BEGIN Source data

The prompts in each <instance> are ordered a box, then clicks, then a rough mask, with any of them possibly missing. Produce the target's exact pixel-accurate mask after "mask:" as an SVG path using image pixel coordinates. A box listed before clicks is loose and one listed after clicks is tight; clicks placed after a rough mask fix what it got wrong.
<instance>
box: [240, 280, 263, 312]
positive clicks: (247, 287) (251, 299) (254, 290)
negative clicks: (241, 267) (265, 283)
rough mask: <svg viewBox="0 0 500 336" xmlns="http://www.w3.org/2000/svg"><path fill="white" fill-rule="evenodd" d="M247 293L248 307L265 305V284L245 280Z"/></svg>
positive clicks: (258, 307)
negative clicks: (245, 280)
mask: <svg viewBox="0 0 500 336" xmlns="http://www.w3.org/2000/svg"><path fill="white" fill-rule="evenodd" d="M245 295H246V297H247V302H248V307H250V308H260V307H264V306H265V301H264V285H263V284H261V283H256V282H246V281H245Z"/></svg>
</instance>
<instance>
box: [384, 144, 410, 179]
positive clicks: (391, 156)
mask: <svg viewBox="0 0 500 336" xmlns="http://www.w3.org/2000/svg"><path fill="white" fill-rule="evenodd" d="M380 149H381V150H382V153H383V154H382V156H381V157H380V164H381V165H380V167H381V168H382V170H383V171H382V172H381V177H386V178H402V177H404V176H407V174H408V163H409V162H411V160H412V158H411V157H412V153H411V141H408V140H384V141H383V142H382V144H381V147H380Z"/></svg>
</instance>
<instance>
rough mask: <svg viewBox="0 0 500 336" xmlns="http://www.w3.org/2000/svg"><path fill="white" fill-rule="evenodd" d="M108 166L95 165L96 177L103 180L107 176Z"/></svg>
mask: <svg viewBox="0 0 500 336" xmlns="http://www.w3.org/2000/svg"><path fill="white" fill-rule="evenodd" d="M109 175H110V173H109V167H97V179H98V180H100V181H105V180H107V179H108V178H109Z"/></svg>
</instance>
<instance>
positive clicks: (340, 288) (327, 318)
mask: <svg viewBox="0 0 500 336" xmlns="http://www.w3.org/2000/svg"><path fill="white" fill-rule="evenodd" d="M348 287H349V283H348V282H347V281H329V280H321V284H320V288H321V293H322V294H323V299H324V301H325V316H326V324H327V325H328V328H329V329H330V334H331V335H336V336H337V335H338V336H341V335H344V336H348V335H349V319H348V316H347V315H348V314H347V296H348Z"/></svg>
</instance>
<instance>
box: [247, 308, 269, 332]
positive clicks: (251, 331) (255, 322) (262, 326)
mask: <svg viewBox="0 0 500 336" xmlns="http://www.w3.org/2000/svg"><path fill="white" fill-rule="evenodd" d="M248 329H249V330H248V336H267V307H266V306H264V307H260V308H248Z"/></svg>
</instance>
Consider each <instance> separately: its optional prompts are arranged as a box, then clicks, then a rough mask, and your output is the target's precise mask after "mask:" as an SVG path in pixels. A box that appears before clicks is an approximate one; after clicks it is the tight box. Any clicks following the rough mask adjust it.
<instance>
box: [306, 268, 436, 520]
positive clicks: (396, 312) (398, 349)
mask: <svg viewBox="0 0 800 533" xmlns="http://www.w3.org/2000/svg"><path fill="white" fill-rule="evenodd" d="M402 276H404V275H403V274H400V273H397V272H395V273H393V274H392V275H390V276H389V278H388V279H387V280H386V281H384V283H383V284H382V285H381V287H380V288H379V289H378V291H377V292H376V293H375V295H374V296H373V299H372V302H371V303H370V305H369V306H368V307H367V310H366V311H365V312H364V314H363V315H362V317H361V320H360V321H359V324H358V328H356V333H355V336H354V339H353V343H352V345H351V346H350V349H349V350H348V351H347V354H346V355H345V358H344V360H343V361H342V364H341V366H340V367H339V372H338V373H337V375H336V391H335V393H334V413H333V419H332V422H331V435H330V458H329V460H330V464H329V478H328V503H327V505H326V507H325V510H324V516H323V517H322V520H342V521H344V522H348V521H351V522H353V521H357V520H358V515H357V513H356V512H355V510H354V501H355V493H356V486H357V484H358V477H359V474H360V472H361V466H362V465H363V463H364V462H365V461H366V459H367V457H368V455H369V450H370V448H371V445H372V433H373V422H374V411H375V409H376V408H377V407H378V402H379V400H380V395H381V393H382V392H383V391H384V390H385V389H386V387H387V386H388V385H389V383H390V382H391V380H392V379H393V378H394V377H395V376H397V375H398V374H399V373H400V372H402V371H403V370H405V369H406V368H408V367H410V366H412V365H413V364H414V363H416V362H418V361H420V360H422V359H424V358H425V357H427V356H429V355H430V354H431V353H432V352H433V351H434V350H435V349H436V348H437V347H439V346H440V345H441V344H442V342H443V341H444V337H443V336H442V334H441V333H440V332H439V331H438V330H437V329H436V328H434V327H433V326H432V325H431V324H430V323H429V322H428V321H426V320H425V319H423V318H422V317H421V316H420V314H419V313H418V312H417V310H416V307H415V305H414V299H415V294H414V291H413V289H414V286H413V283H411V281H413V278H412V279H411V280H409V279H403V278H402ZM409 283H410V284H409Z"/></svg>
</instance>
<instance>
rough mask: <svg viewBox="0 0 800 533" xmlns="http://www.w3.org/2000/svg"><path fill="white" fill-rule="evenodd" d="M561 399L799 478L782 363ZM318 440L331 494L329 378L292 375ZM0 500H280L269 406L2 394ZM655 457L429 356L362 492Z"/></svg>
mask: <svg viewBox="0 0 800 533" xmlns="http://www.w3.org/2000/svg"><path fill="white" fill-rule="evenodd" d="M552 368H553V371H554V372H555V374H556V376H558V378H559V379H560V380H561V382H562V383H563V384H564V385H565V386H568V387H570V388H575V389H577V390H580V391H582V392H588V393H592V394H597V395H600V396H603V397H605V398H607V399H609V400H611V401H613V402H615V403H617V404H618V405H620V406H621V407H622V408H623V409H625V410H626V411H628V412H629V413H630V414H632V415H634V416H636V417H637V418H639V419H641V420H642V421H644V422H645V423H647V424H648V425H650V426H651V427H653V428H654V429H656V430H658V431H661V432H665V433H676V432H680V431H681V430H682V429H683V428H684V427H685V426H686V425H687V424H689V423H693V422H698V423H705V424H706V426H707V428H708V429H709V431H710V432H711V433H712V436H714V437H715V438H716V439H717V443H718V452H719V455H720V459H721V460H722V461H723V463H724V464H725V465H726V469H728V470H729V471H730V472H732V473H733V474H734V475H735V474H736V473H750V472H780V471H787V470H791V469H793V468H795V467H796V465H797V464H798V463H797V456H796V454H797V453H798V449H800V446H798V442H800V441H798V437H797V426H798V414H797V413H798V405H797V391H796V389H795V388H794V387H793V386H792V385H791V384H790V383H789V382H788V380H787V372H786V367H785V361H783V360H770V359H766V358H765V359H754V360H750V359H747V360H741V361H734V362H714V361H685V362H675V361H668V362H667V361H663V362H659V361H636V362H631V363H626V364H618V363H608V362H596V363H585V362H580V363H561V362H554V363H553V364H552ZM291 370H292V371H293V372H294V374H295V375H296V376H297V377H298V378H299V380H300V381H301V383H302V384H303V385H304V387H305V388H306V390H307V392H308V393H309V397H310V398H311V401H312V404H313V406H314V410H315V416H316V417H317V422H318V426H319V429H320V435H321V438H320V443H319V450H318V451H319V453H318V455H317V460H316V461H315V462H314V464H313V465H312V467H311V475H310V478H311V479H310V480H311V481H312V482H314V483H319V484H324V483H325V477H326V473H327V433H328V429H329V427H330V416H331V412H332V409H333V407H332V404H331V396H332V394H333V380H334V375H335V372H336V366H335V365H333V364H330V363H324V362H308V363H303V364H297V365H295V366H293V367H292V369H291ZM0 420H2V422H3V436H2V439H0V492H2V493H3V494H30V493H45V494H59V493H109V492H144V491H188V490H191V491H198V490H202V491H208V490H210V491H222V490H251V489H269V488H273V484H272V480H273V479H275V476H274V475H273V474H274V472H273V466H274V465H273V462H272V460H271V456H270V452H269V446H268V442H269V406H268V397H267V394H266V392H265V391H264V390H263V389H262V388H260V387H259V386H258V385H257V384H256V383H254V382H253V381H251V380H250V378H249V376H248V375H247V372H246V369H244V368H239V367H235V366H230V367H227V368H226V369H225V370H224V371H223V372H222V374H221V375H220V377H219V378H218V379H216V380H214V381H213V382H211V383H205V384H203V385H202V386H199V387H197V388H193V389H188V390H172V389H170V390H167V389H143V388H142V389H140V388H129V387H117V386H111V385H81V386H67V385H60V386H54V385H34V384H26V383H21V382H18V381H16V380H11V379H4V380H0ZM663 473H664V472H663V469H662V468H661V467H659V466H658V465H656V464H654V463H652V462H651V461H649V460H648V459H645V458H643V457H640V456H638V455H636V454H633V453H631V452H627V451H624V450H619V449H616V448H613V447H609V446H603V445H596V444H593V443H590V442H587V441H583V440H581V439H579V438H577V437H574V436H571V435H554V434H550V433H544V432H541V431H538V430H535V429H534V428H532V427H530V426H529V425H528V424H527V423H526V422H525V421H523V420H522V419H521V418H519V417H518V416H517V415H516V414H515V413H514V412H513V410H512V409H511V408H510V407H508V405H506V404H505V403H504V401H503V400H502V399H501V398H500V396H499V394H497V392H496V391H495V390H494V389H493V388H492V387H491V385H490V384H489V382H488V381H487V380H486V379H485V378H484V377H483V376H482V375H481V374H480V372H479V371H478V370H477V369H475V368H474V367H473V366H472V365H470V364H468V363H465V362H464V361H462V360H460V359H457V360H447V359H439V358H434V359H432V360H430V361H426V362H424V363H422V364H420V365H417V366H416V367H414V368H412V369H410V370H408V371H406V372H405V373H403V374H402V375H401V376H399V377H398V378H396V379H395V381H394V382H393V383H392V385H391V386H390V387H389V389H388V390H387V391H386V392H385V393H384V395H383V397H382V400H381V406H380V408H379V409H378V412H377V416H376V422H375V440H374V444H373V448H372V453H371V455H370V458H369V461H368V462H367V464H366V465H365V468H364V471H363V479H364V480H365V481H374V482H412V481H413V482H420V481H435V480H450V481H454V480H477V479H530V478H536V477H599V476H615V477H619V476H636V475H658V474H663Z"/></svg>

END Source data

- To-do item: List everything from the start of the items down through the line that contains "293L248 307L265 305V284L245" as a numbered list, leaving out any blank lines.

- Finished exercise:
1. The prompts in each <instance> are ordered a box, then clicks, then a rough mask, with any of them possibly missing. Produce the target's exact pixel-accurate mask after "mask:" as an SVG path using image pixel coordinates. A box listed before clicks is loose and one listed after clicks is tight; clicks placed after a rough mask fix what it got wrong.
2. <instance>
3. box: [240, 280, 263, 312]
4. positive clicks: (247, 287) (251, 299) (254, 290)
5. negative clicks: (241, 267) (265, 283)
6. rough mask: <svg viewBox="0 0 500 336" xmlns="http://www.w3.org/2000/svg"><path fill="white" fill-rule="evenodd" d="M247 293L248 307L265 305V284L245 280Z"/></svg>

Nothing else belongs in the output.